• Exercise requirements: The number needed is how many lines of the data hold the string "dirt". Give that number and nothing more.

Extracted records:
----
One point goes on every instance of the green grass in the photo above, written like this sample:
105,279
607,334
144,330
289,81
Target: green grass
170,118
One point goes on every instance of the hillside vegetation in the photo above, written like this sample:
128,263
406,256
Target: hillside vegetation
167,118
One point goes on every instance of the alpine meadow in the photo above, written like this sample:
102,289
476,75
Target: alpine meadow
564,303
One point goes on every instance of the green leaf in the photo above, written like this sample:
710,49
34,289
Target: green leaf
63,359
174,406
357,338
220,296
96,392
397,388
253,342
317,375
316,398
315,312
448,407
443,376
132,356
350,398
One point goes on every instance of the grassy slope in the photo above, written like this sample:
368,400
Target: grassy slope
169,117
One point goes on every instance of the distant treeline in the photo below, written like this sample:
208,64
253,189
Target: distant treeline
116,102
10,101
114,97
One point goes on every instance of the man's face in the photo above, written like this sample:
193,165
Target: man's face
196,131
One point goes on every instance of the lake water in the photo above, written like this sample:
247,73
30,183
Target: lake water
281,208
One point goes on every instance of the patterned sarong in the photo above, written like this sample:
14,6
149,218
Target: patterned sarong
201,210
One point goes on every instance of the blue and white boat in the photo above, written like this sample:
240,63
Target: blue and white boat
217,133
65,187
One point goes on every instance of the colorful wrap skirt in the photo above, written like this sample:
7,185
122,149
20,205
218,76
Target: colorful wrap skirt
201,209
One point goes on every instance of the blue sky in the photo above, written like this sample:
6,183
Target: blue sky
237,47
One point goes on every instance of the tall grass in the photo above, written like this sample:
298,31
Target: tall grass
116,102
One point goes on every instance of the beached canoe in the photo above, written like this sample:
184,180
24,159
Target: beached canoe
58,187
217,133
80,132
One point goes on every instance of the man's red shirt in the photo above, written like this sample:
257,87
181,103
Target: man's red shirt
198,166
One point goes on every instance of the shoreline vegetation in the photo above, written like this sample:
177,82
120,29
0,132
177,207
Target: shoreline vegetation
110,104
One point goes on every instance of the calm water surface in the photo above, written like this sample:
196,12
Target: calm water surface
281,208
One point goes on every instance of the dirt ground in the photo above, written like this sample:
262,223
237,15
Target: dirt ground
----
• Solution below: 2